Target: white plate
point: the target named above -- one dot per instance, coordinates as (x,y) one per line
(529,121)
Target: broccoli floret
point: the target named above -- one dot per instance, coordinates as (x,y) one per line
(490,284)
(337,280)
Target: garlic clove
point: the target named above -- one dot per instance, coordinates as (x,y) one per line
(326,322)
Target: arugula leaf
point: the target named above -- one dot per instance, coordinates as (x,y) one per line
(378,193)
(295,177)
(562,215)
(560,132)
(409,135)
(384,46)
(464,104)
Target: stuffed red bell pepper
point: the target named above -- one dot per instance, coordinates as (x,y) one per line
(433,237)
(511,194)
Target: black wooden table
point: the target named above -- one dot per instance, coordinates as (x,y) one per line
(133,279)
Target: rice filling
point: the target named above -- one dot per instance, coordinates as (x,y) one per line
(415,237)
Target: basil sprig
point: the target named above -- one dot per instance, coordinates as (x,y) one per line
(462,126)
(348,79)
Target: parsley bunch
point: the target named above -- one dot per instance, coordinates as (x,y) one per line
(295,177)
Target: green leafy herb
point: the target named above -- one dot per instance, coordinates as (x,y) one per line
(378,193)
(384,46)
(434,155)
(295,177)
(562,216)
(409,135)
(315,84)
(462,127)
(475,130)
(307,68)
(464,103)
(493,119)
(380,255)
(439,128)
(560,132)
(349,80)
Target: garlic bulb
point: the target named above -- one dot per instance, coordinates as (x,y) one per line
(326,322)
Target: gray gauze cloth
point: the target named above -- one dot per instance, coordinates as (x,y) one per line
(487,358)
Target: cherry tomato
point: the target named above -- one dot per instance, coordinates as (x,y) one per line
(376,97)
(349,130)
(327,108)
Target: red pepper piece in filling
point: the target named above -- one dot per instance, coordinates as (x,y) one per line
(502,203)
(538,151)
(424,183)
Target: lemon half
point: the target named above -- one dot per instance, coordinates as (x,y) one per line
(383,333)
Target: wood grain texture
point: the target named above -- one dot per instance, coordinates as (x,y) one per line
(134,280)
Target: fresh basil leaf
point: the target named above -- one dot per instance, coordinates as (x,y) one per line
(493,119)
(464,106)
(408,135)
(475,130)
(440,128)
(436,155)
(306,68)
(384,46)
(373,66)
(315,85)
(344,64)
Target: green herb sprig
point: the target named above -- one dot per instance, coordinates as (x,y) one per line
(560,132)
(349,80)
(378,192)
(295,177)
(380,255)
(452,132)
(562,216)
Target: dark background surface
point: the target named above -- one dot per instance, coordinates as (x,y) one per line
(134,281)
* * *
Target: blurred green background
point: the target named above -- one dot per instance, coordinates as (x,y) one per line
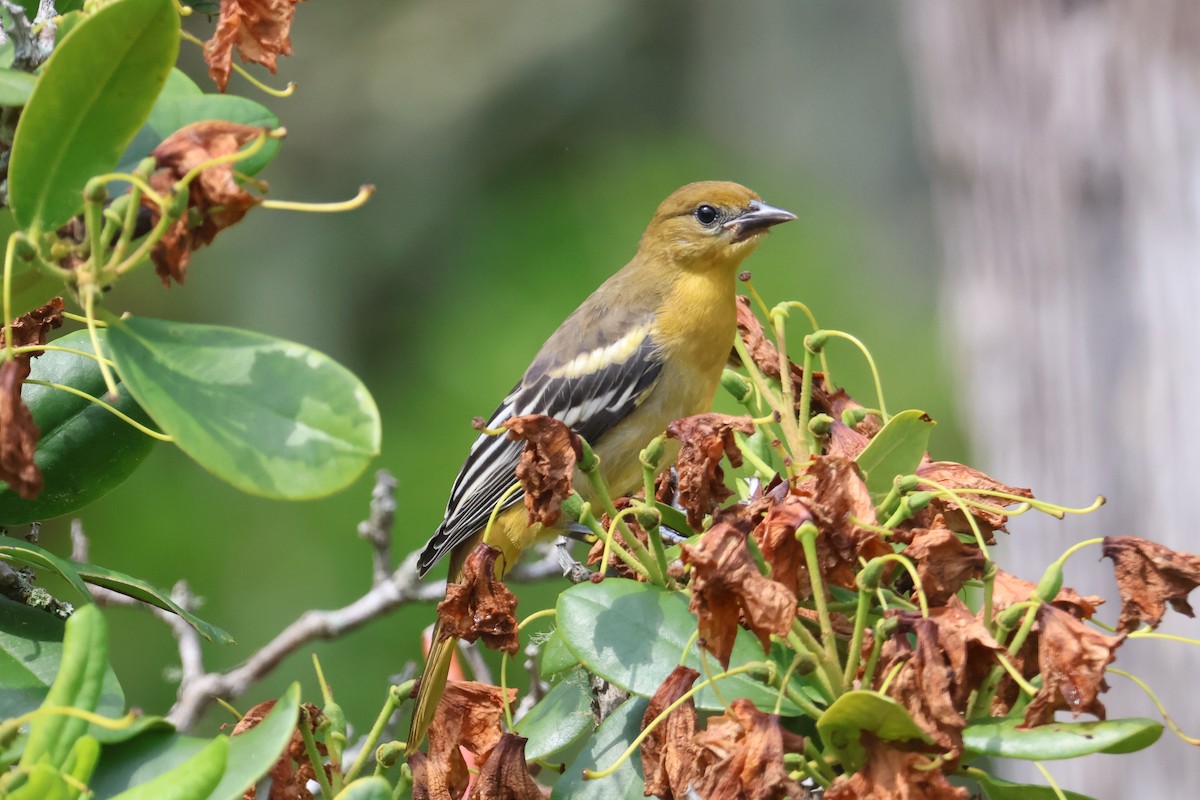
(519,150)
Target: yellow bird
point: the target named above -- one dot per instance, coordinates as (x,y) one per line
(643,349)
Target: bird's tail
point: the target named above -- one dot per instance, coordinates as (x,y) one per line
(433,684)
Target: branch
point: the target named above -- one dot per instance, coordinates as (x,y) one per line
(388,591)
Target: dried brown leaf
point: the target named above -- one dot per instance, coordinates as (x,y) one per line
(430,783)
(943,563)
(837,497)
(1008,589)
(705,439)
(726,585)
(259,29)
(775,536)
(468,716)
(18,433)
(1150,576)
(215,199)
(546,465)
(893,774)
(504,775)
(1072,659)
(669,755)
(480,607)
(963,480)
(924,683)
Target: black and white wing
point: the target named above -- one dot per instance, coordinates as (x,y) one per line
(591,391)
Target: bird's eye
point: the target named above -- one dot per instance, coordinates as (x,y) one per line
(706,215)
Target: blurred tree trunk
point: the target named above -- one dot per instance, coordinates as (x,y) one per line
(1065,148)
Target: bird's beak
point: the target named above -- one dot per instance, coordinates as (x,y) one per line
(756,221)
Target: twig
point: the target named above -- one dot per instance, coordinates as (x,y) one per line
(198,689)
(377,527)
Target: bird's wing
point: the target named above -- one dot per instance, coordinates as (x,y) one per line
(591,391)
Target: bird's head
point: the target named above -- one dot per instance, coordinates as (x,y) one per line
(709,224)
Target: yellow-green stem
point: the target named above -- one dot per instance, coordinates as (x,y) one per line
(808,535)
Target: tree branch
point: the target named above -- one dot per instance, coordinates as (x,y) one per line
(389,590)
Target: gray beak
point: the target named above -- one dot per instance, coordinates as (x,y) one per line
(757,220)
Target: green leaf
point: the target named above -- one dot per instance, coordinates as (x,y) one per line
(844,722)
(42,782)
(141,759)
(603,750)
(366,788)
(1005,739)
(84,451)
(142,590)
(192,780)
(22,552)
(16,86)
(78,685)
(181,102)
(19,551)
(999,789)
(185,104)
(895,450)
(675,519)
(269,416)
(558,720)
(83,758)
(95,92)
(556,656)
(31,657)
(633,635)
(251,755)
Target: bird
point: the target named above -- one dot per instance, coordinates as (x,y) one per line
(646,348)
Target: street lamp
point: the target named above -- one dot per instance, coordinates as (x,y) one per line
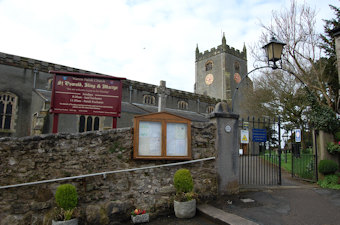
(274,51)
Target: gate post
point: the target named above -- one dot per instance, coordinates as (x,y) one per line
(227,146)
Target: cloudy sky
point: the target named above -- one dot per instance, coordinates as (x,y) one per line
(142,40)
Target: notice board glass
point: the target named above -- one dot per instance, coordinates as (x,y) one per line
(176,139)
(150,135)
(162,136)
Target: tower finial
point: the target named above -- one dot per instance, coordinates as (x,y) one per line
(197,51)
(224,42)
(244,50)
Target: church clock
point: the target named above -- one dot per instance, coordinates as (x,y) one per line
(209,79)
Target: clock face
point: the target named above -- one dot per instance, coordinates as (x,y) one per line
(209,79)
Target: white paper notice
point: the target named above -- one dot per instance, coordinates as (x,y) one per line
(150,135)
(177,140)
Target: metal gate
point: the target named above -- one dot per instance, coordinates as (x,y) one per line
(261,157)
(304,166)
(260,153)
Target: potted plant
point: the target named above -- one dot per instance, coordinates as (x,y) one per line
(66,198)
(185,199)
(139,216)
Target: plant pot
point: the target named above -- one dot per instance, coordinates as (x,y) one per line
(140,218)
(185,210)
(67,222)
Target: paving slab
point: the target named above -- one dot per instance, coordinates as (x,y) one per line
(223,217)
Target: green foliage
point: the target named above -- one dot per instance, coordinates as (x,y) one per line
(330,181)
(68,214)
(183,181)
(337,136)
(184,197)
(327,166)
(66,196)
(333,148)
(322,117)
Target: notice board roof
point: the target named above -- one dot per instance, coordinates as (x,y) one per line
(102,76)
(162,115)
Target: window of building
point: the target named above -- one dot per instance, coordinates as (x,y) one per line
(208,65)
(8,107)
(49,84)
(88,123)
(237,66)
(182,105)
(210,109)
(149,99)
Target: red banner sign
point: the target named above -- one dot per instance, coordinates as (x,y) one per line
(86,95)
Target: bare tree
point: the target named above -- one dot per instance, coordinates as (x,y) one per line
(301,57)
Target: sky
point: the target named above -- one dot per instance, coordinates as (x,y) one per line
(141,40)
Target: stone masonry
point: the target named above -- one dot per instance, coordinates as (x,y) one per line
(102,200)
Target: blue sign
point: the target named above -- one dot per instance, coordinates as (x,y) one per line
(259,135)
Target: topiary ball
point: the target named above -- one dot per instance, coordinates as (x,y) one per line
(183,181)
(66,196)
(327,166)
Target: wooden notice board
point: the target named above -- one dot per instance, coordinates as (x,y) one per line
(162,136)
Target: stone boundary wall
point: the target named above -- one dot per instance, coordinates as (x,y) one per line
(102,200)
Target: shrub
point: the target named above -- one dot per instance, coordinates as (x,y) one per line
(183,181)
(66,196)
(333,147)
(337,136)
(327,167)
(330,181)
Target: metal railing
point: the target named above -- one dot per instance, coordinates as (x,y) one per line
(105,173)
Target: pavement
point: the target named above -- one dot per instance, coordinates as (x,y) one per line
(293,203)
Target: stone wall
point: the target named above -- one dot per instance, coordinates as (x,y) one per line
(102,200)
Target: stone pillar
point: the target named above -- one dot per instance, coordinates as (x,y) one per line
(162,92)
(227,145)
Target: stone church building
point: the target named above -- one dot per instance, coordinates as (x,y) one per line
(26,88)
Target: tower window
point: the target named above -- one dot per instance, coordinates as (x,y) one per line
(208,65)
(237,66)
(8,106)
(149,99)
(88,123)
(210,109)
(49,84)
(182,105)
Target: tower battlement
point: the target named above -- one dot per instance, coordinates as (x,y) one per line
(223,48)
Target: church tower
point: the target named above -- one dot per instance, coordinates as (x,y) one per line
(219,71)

* _Instructions for the task_: All that should be written out is the stretch of lines above between the one holding "Target: garlic clove" and the one holding "Target: black wooden table", inclusive, exactly as given.

* _Solution for this problem_:
Target: garlic clove
point: the target named above -- one dot per instance, coordinates as (x,y) one per line
(326,322)
Target: arugula leaf
point: the target named above -- one dot per instance, coordinates as (x,y) one per line
(378,193)
(295,177)
(562,215)
(560,132)
(409,135)
(384,46)
(464,104)
Target: stuffed red bell pepper
point: the target named above -- one dot per instance, coordinates as (x,y) one per line
(433,237)
(511,194)
Target: black wooden table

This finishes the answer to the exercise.